— WORK REQUIRED —
Would you repeat each line below exactly, without the pictures?

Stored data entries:
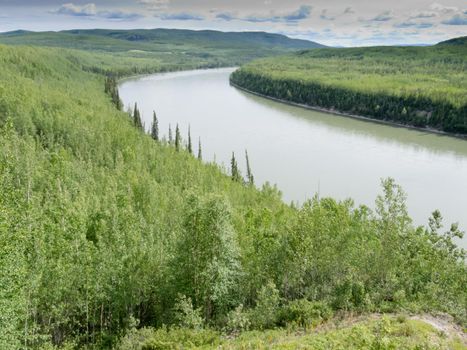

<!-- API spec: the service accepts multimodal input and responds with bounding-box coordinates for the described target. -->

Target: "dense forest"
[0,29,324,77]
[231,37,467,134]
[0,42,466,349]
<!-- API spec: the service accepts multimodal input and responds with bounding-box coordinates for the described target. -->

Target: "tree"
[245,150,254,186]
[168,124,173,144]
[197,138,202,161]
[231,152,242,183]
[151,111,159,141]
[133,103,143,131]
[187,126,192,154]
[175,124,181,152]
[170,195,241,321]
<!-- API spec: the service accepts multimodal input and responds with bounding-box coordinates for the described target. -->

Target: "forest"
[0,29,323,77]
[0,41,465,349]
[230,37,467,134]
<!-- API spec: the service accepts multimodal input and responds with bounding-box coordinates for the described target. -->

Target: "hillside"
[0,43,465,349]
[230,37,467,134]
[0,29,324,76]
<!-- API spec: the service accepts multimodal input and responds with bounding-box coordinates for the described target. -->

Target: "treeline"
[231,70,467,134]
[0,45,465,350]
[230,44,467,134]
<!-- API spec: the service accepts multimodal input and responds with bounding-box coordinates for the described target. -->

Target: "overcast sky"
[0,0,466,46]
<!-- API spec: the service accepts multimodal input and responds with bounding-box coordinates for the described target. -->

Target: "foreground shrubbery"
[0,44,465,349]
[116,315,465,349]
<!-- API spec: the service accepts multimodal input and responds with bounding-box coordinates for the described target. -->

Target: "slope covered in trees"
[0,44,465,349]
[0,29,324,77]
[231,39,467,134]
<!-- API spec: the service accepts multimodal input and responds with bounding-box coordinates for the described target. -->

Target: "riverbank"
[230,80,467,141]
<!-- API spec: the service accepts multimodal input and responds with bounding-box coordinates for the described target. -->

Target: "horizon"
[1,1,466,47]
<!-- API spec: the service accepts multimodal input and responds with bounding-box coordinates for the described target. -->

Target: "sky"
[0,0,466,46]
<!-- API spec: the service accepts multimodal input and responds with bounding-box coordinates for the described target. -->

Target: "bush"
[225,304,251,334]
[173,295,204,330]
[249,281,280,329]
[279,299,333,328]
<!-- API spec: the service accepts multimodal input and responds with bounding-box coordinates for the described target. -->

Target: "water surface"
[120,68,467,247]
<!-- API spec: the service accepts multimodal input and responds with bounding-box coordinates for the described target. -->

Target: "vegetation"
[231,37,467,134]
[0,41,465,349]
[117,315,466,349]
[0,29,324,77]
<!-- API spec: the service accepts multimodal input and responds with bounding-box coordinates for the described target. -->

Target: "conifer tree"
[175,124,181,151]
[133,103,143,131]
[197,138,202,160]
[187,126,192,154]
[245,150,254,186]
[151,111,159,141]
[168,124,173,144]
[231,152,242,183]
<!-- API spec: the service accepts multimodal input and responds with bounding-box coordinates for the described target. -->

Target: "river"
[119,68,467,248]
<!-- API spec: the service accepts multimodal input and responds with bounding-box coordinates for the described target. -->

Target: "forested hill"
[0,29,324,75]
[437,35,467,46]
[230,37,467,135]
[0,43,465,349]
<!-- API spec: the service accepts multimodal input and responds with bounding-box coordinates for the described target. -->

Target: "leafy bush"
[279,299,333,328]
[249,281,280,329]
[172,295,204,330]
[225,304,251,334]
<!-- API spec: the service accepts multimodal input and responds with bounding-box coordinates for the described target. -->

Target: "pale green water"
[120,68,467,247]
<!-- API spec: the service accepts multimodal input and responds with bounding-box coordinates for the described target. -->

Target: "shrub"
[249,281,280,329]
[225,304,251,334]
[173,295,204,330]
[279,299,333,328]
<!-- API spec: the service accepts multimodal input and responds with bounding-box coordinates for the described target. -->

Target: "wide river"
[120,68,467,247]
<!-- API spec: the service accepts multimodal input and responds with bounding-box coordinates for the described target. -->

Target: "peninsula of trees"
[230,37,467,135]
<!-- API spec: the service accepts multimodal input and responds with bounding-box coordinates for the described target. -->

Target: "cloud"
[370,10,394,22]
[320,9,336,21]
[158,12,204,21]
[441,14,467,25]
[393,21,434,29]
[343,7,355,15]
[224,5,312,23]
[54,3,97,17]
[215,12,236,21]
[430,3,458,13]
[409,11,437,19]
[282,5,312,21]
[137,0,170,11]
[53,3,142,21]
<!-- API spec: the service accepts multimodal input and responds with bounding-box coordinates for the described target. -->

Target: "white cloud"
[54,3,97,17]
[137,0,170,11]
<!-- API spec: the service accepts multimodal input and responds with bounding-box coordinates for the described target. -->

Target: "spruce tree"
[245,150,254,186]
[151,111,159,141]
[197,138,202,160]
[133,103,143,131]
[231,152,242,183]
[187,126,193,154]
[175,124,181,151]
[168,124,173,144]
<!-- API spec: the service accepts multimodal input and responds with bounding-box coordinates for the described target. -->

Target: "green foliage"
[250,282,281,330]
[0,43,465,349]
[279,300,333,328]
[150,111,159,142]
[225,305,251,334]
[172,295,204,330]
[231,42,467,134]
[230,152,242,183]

— RESULT FOR THIS EXERCISE —
<!-- API spec: the service accepts multimodal input and responds with bounding-box coordinates for the described target. -->

Target: "dense forest"
[0,29,324,77]
[231,37,467,134]
[0,42,466,349]
<!-- API spec: the service accepts multimodal input and responds with bounding-box coordinates for the described target. -->

Target: "tree"
[245,150,254,186]
[168,124,173,144]
[197,138,202,161]
[231,152,242,183]
[151,111,159,141]
[133,103,143,131]
[187,126,192,154]
[175,124,181,152]
[170,195,241,321]
<!-- API spec: the service accepts multimodal input and responds with bounding-box coordinates for the described target. -->

Target: "forest"
[0,29,323,77]
[0,41,465,349]
[230,37,467,134]
<!-- API spec: the service accepts multimodal input and responds with bounding-box coordinates for the described target. -->

Target: "hillside"
[0,43,465,349]
[230,37,467,134]
[0,29,324,76]
<!-- API spec: the service accepts multimodal input and responds with bounding-box coordinates for the described target. -->

Target: "treeline"
[231,70,467,134]
[0,45,465,350]
[230,44,467,134]
<!-- API spec: the service accepts multimodal input and responds with bounding-box coordinates for the described target. -->

Target: "overcast sky"
[0,0,466,46]
<!-- API spec: the service accepts multimodal input and responds with bounding-box coordinates for the described target. -->

Target: "foreground shrubbery"
[0,44,465,349]
[116,315,465,349]
<!-- API spec: the service accepts multimodal input and responds with bounding-box coordinates for the described target. -->

Target: "slope covered in trees"
[0,44,465,349]
[0,29,324,77]
[231,39,467,134]
<!-- API spec: the service accepts multimodal input and responds with bounding-box coordinates for the described target. -->

Target: "riverbank"
[230,80,467,141]
<!-- API spec: the service accepts multimodal input and responds with bounding-box coordinates for the described target. -->

Target: "horizon"
[1,1,466,47]
<!-- API spec: the service accepts multimodal input and responds with bounding-box coordinates for the described target. -->

Target: "sky"
[0,0,466,46]
<!-- API spec: the service accepts multimodal input and responds with bounding-box coordinates for the described target. -->

Target: "bush"
[225,304,251,334]
[173,295,204,330]
[249,281,280,329]
[279,299,333,328]
<!-- API spec: the service accepts multimodal input and responds with bounding-box coordinates for the described target. -->

Target: "water surface"
[120,68,467,247]
<!-- API spec: the service accepts multimodal input and responds with bounding-box coordinates for the described target. -->

Target: "vegetation"
[231,37,467,134]
[0,41,465,349]
[117,315,466,349]
[0,29,324,77]
<!-- API spec: the service accepts multimodal input and responds with bounding-box coordinates for the described target. -->

Target: "conifer tree"
[175,124,181,151]
[133,103,143,131]
[197,138,202,160]
[187,126,192,154]
[245,150,254,186]
[151,111,159,141]
[168,124,173,144]
[231,152,242,183]
<!-- API spec: the service accepts multimodal input and responds with bounding-box coordinates for the described target. -->

Target: "river"
[119,68,467,248]
<!-- API spec: the service accepts multimodal input and responds with bounding-box coordinates for the described target. -->

Target: "forested hill"
[0,29,324,75]
[437,35,467,46]
[230,37,467,135]
[0,43,465,349]
<!-- API spec: the service accepts multimodal input and responds with bounding-box coordinates for the described target. -->

Target: "leafy bush"
[279,299,333,328]
[249,281,280,329]
[172,295,204,330]
[225,304,251,334]
<!-- API spec: the service accepts multimodal input and responds with bounding-box coordinates for the described target. -->

Target: "pale green water"
[120,68,467,247]
<!-- API spec: the service accepts multimodal input and responds with bounding-box coordinates for the described target. -->

Target: "shrub"
[249,281,280,329]
[225,304,251,334]
[173,295,204,330]
[279,299,333,328]
<!-- API spec: the service accepts multimodal input and responds with bounding-box coordinates for the described target. -->

Target: "wide river"
[120,68,467,247]
<!-- API spec: the service accepts multimodal input and responds with bounding-box coordinates for the described target. -->

Target: "peninsula of trees"
[230,37,467,135]
<!-- API spec: the service accepts multimodal input and responds with bounding-box coordinates for the described target. -->

Target: "cloud"
[370,10,394,22]
[320,9,336,21]
[158,12,204,21]
[441,14,467,25]
[393,21,434,29]
[343,7,355,15]
[224,5,312,23]
[54,3,97,17]
[215,12,236,21]
[430,3,458,13]
[409,11,437,19]
[282,5,312,21]
[137,0,170,11]
[53,3,142,21]
<!-- API spec: the service accepts multimodal input and responds with bounding-box coordinates for the described target. -->

Target: "white cloud"
[54,3,97,17]
[137,0,170,11]
<!-- API spec: the service accepts multimodal input and responds with bounding-box coordinates for the described target. -->

Target: "spruce tree"
[245,150,254,186]
[151,111,159,141]
[197,138,202,160]
[133,103,143,131]
[231,152,242,183]
[187,126,193,154]
[175,124,181,151]
[168,124,173,144]
<!-- API spec: the service accepts multimodal input and responds with bounding-box coordinates for the described target. -->

Target: "green foliage"
[250,282,281,330]
[0,43,465,349]
[279,300,333,328]
[150,111,159,142]
[225,305,251,334]
[172,295,204,330]
[231,42,467,134]
[230,152,242,183]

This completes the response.